= EXERCISE DIRECTIONS =
Reproduce the entire listing below word for word, leaving out the pictures.
[start of DATASET CONTENT]
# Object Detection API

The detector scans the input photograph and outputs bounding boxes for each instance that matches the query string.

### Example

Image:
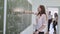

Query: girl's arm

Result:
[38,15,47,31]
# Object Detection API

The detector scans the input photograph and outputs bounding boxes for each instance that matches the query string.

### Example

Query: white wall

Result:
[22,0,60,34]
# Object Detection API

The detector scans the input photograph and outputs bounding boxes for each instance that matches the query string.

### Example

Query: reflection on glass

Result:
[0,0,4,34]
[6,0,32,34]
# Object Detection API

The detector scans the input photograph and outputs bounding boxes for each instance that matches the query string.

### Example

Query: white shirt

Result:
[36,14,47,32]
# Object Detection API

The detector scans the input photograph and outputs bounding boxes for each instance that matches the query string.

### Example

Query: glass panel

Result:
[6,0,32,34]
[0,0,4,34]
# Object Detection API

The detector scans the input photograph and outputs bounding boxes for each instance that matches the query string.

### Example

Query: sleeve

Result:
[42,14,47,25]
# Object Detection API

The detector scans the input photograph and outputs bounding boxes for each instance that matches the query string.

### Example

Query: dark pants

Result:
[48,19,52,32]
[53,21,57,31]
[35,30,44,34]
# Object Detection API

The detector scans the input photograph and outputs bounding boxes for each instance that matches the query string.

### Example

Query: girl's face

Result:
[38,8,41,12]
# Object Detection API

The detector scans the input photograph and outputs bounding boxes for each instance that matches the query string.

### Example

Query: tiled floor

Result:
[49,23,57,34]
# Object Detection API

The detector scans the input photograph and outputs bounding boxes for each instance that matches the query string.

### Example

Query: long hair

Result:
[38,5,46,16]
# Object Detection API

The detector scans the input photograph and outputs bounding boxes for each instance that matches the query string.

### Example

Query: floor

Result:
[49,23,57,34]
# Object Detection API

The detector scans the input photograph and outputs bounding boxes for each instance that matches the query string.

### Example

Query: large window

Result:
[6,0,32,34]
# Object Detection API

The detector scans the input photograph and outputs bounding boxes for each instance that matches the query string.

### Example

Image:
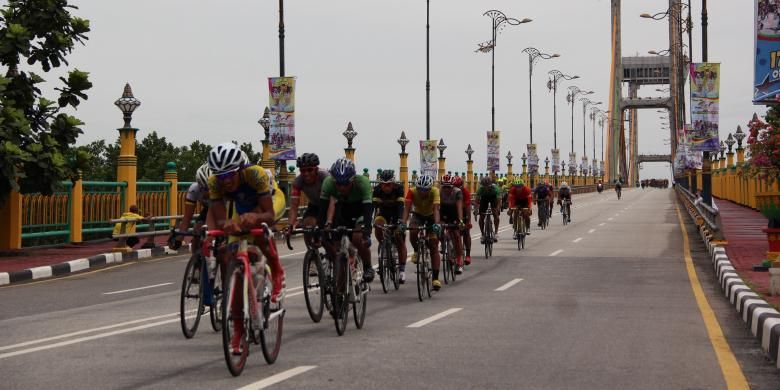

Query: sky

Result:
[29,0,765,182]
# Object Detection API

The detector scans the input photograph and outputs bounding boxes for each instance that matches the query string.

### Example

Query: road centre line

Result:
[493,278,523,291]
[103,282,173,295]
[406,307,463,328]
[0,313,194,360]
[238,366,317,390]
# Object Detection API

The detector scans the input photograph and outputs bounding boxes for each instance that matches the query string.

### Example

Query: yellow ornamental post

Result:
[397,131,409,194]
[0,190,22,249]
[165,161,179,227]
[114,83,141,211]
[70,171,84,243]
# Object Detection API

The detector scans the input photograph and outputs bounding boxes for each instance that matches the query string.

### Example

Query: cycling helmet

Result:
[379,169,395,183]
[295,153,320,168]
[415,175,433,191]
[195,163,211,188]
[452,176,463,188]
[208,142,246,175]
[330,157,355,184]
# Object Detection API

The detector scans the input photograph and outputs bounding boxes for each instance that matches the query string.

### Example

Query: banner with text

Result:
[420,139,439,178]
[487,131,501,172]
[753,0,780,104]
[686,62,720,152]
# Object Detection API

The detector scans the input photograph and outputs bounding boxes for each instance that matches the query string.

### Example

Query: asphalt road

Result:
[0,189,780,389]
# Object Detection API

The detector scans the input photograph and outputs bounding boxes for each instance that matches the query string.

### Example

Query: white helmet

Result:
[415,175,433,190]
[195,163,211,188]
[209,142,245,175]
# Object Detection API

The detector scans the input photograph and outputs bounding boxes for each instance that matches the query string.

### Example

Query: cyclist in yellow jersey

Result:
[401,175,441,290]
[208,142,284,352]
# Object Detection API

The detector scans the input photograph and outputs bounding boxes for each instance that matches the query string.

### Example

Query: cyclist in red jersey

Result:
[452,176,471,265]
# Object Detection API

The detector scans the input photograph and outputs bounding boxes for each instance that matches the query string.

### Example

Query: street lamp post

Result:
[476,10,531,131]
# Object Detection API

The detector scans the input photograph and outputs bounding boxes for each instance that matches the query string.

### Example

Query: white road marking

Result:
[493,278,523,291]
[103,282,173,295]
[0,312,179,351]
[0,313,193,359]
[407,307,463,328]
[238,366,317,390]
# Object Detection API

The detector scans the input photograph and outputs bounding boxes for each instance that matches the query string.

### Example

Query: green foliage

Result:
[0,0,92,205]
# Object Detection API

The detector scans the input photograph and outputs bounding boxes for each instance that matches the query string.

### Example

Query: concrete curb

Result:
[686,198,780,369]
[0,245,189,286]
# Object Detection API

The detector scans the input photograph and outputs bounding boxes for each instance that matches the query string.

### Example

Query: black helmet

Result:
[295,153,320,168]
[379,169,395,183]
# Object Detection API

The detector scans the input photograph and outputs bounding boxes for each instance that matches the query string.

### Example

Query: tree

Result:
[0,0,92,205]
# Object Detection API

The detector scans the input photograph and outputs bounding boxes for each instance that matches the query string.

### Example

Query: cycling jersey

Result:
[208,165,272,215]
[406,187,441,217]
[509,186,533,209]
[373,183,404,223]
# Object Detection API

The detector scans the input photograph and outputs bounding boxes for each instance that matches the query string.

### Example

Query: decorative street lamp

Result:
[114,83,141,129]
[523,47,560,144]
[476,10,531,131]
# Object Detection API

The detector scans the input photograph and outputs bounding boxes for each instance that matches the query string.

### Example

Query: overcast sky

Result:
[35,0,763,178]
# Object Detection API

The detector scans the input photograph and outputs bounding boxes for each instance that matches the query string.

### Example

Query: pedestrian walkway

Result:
[end of DATASET CONTENT]
= ANSWER FOR THIS EXERCISE =
# Object Detection API

The detector scans the input photograph and outputs bounding boxes for each instance that matches the query string.

### Example

Image:

Query: girl's arm

Result:
[38,15,47,31]
# Object Detection API

The detector scans the input photograph and outputs bounding boxes for each instance that matches the query string.

### Example

Query: white wall

Result:
[22,0,60,34]
# Object Detection API

The detector scans the input photograph and outputs bounding boxes for each instance that matches the query string.

### Example

Query: reflection on glass

Result:
[0,0,4,34]
[6,0,32,34]
# Object Detection API

The detector scans the input photograph and outputs bounding boxes for each instance that matches the query string.

### Example

Query: white shirt

Result:
[36,14,47,32]
# Object Detection API

The detector scans the input photograph and outputs bounding boxes for each instance that matches the query string.

### Example

Query: glass panel

Result:
[6,0,32,34]
[0,0,4,34]
# Object Detection API

The detector scans the input photograph and outputs bounding boxes for each instance that matches the query string.

### Example

Query: sleeve

Result:
[42,14,47,25]
# Object Detection API

The detector scans the input photograph and outputs bounding boxes for each instance that matches the query string.

### Example

Query: dark pants

Result:
[48,19,52,32]
[53,21,57,31]
[35,30,44,34]
# Object Detection API

The detector scans the input photograph and outputs bounding boxes for each instance that matches the query string.

### Example

Query: girl's face

Result:
[38,8,41,12]
# Object Detection API

The detector scans the input photograph and outputs bounding boxes for each instance that matches the query string.

### Example

Query: tiled floor

Result:
[49,23,57,34]
# Object Detection API

The detector scans the input photograph and outputs bounding boxes for each instance that matches the query string.

### Example

Query: long hair

Result:
[38,5,46,16]
# Object Detection API

The detector scans the input photograph and outputs bounding boxes for each instance that matches the query string.

### Example

Query: floor

Result:
[49,23,57,34]
# Object Detection API

The detector scans the input photograph and outputs bounding boxes for each instance that matches the query string.

### Example

Query: large window

Result:
[6,0,32,34]
# Object Detection API

The detector scans the input photograph and outputs bounding boxes for each instance that matches the query string.

### Example

Image:

Query: sky

Result:
[29,0,765,182]
# Object Detection API

The detector scans the input photograph and outputs bounding boxes for each instance that matches the query string.

### Example

Query: road centre line

Result:
[493,278,523,291]
[103,282,173,295]
[406,307,463,328]
[0,313,194,360]
[238,366,317,390]
# Object Detection API

The detector scans the input photograph and outputs bounding boxes for each instance that matches the query string.

### Example

Query: yellow ornamental post

Result:
[397,131,409,194]
[0,190,22,249]
[165,161,179,227]
[114,83,141,211]
[70,171,84,243]
# Object Detection API

The detector scans the input photograph and outputs bounding boxes for each instance that matches the query string.

### Example

Query: cycling helmet

Result:
[379,169,395,183]
[295,153,320,168]
[415,175,433,191]
[195,163,211,188]
[452,176,463,188]
[208,142,246,175]
[330,157,355,184]
# Object Detection API

The detector scans the input photograph and outputs bounding boxes for each instance that matches the query string.

### Example

Query: banner with text

Result:
[420,139,439,178]
[487,131,501,172]
[753,0,780,104]
[686,62,720,152]
# Object Detection API

The detector scans the input photograph and outputs bounding boxes for each instance that matches the query string.

### Example

Query: asphalt road

Result:
[0,189,780,389]
# Object Detection API

The detector scans the input photograph and outputs bounding boxes for each instance that matches the query string.

### Example

Query: white helmet

Result:
[415,175,433,190]
[195,163,211,188]
[209,142,245,175]
# Object Detection API

The detector scans the input photograph and outputs bounding boxes for each instance that matches the query string.

### Example

Query: cyclist in yellow jersey

Result:
[401,175,441,290]
[208,142,284,352]
# Object Detection API

The detector scans the input photograph and outputs bounding boxes for each instance that matches the query string.

### Example

Query: cyclist in red jersey

Result:
[452,176,471,265]
# Object Detection API

The detector scans the input photograph and outputs bounding boxes for each instance that matches the query string.

### Example

Query: street lamp post

Result:
[476,10,531,131]
# Object Detection API

The detector scans the input photograph and outputs bounding boxes for each instance that matches the query string.

### Example

Query: white road marking

Result:
[493,278,523,291]
[103,282,173,295]
[0,312,179,351]
[0,313,193,359]
[407,307,463,328]
[238,366,317,390]
# Object Detection API

The detector scans the input photograph and outputs bounding boxes for each instance that matches the query string.

### Example

Query: green foliage

Result:
[0,0,92,205]
# Object Detection API

The detector scans the input photograph and outputs bounding boxes for each instance that matches the query string.

### Example

Query: concrete curb

Result:
[686,198,780,369]
[0,245,189,286]
# Object Detection API

The detector scans the input photograph and outputs bounding boxes for each instance that matches the query string.

### Example

Query: black helmet

Result:
[295,153,320,168]
[379,169,395,183]
# Object Detection API

The detector scans the input photograph and outputs bounding boxes for each instance that matches the query string.

### Example

Query: tree

Result:
[0,0,92,205]
# Object Detection API

The detector scans the input photograph and outputs bounding boxes for each instance that matches the query string.

### Example

Query: cycling jersey

Result:
[208,165,272,215]
[406,187,441,217]
[509,186,533,209]
[373,183,404,223]
# Object Detection API

The detector scans the input photograph and outputs bounding boxes for each instance that matches the query string.

### Example

Query: decorative street lamp

Result:
[114,83,141,129]
[523,47,560,144]
[476,10,531,131]
# Object Detection API

The detector scans the input photograph and outputs bounding boxes for each instance that matches the query string.

### Example

Query: overcast sky

Result:
[35,0,763,178]
# Object Detection API

The detector scans the input photograph and outputs bounding boxes for each instance that matches the query string.

### Example

Query: pedestrian walkway

Result:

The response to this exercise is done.